The Wall Street Journal has a fascinating article on South Korea's hagwons, the for-profit cram schools that nearly three out of four South Korean students attend. What can American public schools learn from a country where top tutors can earn up to $4 million a year?
Update: This is one of those posts where the best nuggets, in my opinion, are in the comments. There are some great discussions going on from people with experience in both the US and South Korean educational systems.
It's interesting to compare this world of private tutoring, where parents shell out more to have their students taught by top-performing tutors, with Finland's entirely public education system, in which schools provide education as well as food, counseling, and medical care. Two very different educational cultures, both marked by highly motivated teachers—at least according to the WSJ piece on the South Korean side.
The thesis of the Wall Street Journal piece isn't that Americans should start relying on private educational services like so many in South Korea do. Rather, it asks what aspects of the South Korean tutoring market Americans might adopt in public schools. Hagwons are businesses and they operate as such. Each student is a client and the hagwons are concerned with both the students' performance on tests and their satisfaction with their instructors; 60 percent of teacher's performance is determined by student evaluations. High performing teachers receive higher salaries, while lower performing teachers are fired. Parents receive text messages when their children arrive at the hagwon and have regular phone calls with the teachers about their children's progress.

> [Data records]:
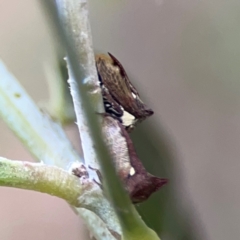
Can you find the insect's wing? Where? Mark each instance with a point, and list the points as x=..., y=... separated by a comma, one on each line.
x=115, y=79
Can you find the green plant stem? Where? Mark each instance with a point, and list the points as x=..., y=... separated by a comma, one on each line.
x=42, y=178
x=131, y=223
x=56, y=182
x=44, y=138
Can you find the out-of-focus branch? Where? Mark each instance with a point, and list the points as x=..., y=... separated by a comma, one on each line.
x=42, y=178
x=44, y=138
x=56, y=182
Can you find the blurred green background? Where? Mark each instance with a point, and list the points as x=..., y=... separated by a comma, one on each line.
x=183, y=57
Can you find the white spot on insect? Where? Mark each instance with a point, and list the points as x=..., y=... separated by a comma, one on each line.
x=134, y=95
x=132, y=171
x=127, y=118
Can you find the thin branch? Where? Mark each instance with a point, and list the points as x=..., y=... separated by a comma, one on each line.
x=56, y=182
x=41, y=178
x=74, y=15
x=44, y=138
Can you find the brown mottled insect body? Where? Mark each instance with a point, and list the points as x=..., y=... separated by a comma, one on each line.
x=139, y=184
x=121, y=99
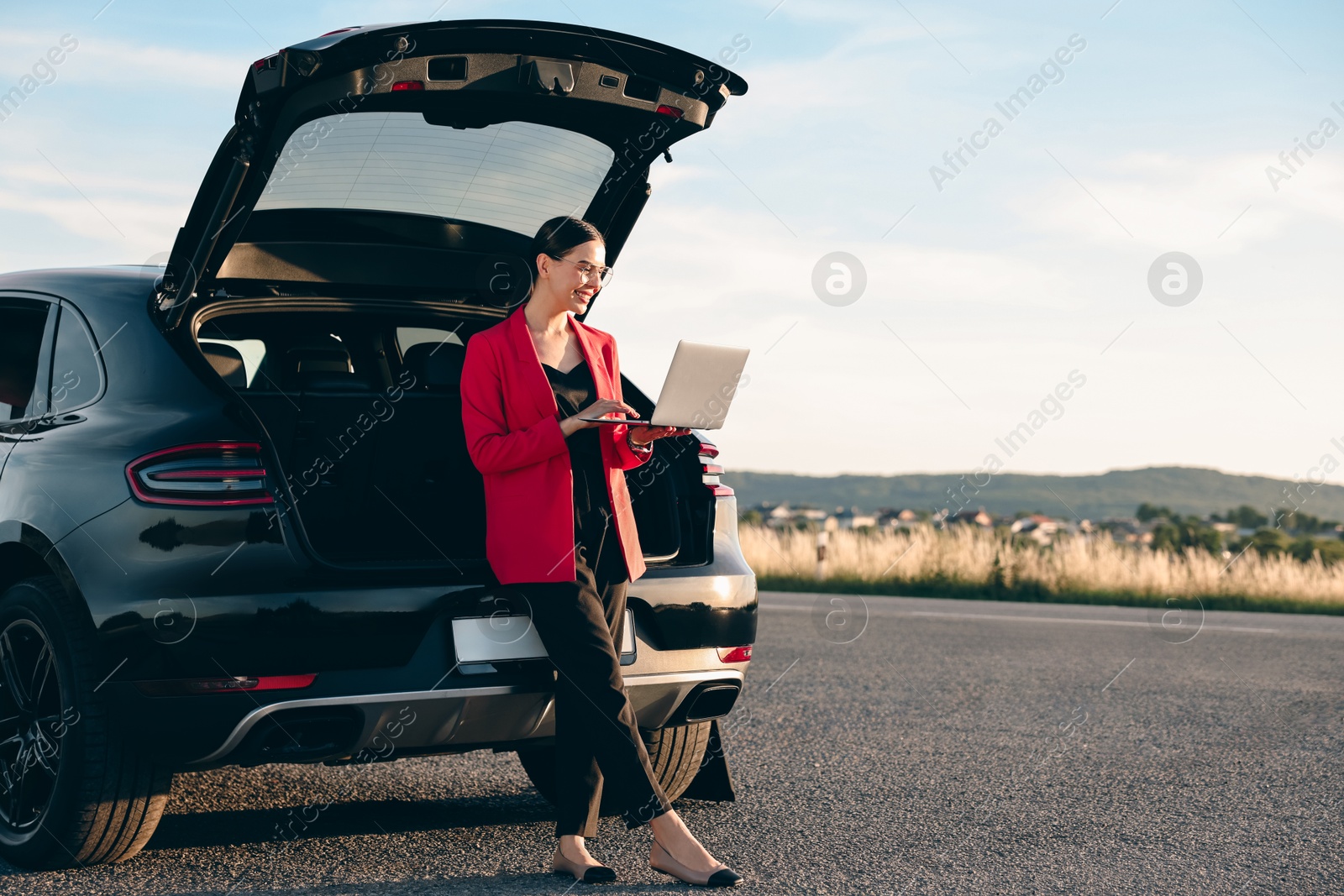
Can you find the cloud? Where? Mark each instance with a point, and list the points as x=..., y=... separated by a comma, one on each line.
x=1167, y=199
x=107, y=62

> [Action item]: Please go on with the post about South Korea's hagwons, starting after its last sentence. The listing above stands apart from the post about South Korea's hagwons.

> [Exercise answer]:
Few tutors earn as much as "rock star" teacher and educational entrepreneur Kim Ki-Hoon, who earns $4 million a year. In fact, most hagwon teachers earn less than public school teachers. Still, the WSJ describes these private teachers as highly motivated and creative, often earning better reviews from students than public school teachers.
The article suggests that public schools could take some cues from hagwons to improve teacher performance and parental engagement: have schools regularly communicate with parents, the way businesses do with customers; use student feedback to evaluate teachers; exercise transparency in standardized test scores, while explaining clearly what those scores mean; make teacher-training programs more selective. (It doesn't suggest that public schools should be just like hagwons, which are specifically designed to raise scores on standardized tests.)
Of course, this all starts with paying public school teachers more. Kim notes that his income is tied to his performance, and wishes that successful public school teachers could reap similar financial rewards.